-- SECCIÓN DEL DOCUMENTO --
────

En su excitación extrema estos hombres se sienten realmente como
un Uno, y sólo el agotamiento físico los derriba.
Todas las masas palpitantes tienen —precisamente gracias a este
ritmo que predomina en ellas— algo parecido. La documentación
que sólo sirve para ilustrar una de tales danzas, proviene del primer
tercio del siglo pasado. Se trata del haka de los maoríes en Nueva
Zelanda, que originalmente era una danza de guerra.
«Los maoríes se disponen en una hilera alargada, cuatro hombres
en fondo. La danza, llamada haka, debía llenar de espanto y miedo a
todo aquel que la presenciara por primera vez. Toda la sociedad,
hombres y mujeres, libres y esclavos, estaba entremezclada, sin
consideración del rango que ocupaba en la comunidad. Los
hombres iban todos completamente desnudos, a excepción de una
cartuchera que les pendía de la cintura. Todos armados de fusiles o
de bayonetas que habían fijado al extremo de lanzas y palos. Las
28
mujeres jóvenes, también las esposas del jefe, participaban en la
danza con el busto descubierto.

────

-- DATOS PROPORCIONADOS --
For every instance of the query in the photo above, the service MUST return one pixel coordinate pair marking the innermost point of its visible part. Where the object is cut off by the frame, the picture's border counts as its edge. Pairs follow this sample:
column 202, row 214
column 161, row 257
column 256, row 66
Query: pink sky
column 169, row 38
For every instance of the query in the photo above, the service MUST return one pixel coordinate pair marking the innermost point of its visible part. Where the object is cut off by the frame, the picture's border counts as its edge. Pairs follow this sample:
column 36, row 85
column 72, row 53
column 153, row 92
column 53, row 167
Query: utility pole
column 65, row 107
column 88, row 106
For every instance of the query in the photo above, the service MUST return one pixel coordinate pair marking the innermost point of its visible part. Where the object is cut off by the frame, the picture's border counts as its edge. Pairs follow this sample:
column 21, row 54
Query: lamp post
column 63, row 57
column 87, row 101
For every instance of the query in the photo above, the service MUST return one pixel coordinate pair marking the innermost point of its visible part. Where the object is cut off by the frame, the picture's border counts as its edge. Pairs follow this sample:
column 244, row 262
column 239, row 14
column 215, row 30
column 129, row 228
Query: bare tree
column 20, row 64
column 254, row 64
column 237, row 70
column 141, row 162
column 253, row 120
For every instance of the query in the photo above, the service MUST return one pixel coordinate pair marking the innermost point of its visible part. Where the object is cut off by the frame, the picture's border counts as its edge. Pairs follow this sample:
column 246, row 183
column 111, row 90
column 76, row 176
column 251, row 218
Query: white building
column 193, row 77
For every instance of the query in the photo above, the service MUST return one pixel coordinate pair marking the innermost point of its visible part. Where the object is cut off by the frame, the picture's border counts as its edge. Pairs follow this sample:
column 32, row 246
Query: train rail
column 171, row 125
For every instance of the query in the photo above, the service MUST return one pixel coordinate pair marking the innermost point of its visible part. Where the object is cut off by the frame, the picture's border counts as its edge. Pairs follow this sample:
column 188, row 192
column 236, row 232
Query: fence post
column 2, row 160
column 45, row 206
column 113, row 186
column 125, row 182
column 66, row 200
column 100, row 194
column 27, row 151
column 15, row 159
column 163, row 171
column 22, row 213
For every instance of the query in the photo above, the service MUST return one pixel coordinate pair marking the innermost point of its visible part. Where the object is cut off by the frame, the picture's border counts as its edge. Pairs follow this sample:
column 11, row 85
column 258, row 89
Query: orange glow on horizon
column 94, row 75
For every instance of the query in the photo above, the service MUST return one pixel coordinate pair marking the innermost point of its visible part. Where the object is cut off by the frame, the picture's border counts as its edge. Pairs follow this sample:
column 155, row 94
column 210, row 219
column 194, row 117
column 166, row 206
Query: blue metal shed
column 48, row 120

────

-- OBJETIVO PLANTEADO --
Copia de nuevo el pasaje del fragmento sobre el haka que abre con las palabras "En su excitación" y cierra con "danza de guerra.", pero cambia "danza de guerra" por "danza guerrera". El listado no se necesita para trabajar con el fragmento sobre el haka.

-- RESULTADO DEL EJERCICIO --
En su excitación extrema estos hombres se sienten realmente como
un Uno, y sólo el agotamiento físico los derriba.
Todas las masas palpitantes tienen —precisamente gracias a este
ritmo que predomina en ellas— algo parecido. La documentación
que sólo sirve para ilustrar una de tales danzas, proviene del primer
tercio del siglo pasado. Se trata del haka de los maoríes en Nueva
Zelanda, que originalmente era una danza guerrera.